WHAT IS BEING ASKED.
Repeat, exactly and completely, the entries shown underneath.

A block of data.
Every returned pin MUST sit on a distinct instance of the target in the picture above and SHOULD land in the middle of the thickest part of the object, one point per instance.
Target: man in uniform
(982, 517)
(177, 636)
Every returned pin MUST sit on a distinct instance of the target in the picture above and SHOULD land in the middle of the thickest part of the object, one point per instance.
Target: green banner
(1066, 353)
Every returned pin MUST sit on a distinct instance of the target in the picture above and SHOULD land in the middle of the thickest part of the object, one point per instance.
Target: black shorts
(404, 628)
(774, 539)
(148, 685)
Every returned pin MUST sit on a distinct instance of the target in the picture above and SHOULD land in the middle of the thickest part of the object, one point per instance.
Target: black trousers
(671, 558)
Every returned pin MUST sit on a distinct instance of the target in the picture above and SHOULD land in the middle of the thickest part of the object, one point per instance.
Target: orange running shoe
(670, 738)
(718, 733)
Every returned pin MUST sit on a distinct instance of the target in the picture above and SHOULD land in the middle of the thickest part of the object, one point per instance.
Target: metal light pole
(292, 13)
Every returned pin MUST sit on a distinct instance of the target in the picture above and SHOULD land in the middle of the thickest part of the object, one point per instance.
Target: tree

RESULT OF THE TASK.
Every returned pin MUST sit on a distinct instance of the target in the picture above and SHOULD land in the middle of the thickest part of the object, one point per instance.
Target: man in uniform
(982, 517)
(177, 636)
Every returned pin MUST sit on a distinct instance of the target in the picture above and SHOULD land in the middle of the thickest part of the object, one point per instance.
Target: green banner
(1066, 353)
Every returned pin MUST sit on a distinct instance of the target in the picture above and SHOULD land in the middle of the thickest part of the object, one point per instance.
Target: black shorts
(404, 628)
(774, 539)
(148, 685)
Every returned pin MUST sit on a distinct instance of the target in the picture above and SHOULD land in the middle of the thickest part of the object, one point per instance.
Target: black trousers
(671, 558)
Every returned pin MUST sit on a distinct instance of the target in the picture above and SHOULD land in the middle of the thickest part of the object, one point per instance.
Target: orange running shoe
(670, 738)
(718, 733)
Every returned pin MUST sit on a distinct instance of the target in the picture above and SHOULD land in the middle of the thickest part of the object, one point per instance.
Target: metal light pole
(292, 13)
Every returned pin MUST sit on a distinct instance of the target in the picture above and SHOULD land in the middle of the thickest part of the object, one point per instance.
Target: tree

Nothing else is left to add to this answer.